Dataset entries

⁂

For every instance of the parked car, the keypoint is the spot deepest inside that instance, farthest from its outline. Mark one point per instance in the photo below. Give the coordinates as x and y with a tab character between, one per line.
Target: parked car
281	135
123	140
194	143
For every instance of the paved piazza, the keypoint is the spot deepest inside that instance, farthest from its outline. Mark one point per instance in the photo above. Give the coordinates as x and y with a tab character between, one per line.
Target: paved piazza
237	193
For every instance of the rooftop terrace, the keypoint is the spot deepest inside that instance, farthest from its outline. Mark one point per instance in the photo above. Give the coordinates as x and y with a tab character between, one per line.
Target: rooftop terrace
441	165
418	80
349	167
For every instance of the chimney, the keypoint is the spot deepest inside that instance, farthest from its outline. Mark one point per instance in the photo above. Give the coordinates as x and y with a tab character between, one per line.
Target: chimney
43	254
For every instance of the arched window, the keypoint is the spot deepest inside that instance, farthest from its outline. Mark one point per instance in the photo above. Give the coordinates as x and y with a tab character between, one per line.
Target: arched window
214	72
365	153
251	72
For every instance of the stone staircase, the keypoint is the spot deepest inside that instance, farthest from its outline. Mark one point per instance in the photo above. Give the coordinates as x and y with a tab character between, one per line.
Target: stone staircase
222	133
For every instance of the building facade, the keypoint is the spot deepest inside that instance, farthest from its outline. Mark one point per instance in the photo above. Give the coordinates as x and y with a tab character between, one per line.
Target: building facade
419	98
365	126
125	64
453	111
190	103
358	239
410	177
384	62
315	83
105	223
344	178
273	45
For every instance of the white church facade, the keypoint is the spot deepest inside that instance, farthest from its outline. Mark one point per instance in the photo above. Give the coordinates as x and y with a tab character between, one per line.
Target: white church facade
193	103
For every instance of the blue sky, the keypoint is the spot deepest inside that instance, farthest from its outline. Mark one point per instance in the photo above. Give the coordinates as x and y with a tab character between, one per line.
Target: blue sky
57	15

⁂

[PROBLEM STATEMENT]: In the entries above, take the line containing "Target: white church facade" and each later line through the last, and repeat them exactly. Output nothing else.

[YOUR RESPONSE]:
Target: white church facade
193	103
For every instance of the blue sky, the keypoint is the spot deepest inside that instance, farthest from its outline. Mark one point per instance in the photo above. Give the coordinates as x and y with a tab character between, one per line.
Target: blue sky
57	15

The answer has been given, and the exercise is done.